- Selection -
----------

The first is Scripture.  To believe that Christ is Savior is to believe that he teaches us something we wouldn’t know without him.  I don’t think it makes a lot of sense to say Christ changes everything, and then to get all your ideas from philosophy.  Philosophy plays a delicate and important role in Christian thinking, don’t get me wrong—and I should say more about that than I have space here to say.  But if Christ changes anything, our thinking needs to be radically subject to his word.  As Christians, as Catholics, we believe that Word is Scripture.  To be Christ-centered has to mean subjecting our minds, again and again, every day, to that word: above all, to the Gospels, but also to the New Testament, and even to the Old Testament, in which Christ mysteriously proclaims himself.  Christianity without Scripture is a Christianity where Christ is irrelevant: “practical theism.”

(I should add: by extension, the same goes for the papacy.  In the age of Pope Francis, conservative Catholics seem enthusiastic about a Christianity without a Magisterium.  Ultimately, that means a Christianity without revelation—and a Christianity without Christ, where we do it all by our own genius.  Beware, conservative Catholics!)

----------

- Aim of the task -
Please extract the part of the passage on Scripture above from "(I should add: by" up to and including "Beware, conservative Catholics!)", word for word.

- Stored data -
----------

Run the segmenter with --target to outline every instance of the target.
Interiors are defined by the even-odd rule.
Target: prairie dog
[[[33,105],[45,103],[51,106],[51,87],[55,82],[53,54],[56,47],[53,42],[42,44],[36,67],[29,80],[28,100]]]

----------

- Solution to this exercise -
(I should add: by extension, the same goes for the papacy.  In the age of Pope Francis, conservative Catholics seem enthusiastic about a Christianity without a Magisterium.  Ultimately, that means a Christianity without revelation—and a Christianity without Christ, where we do it all by our own genius.  Beware, conservative Catholics!)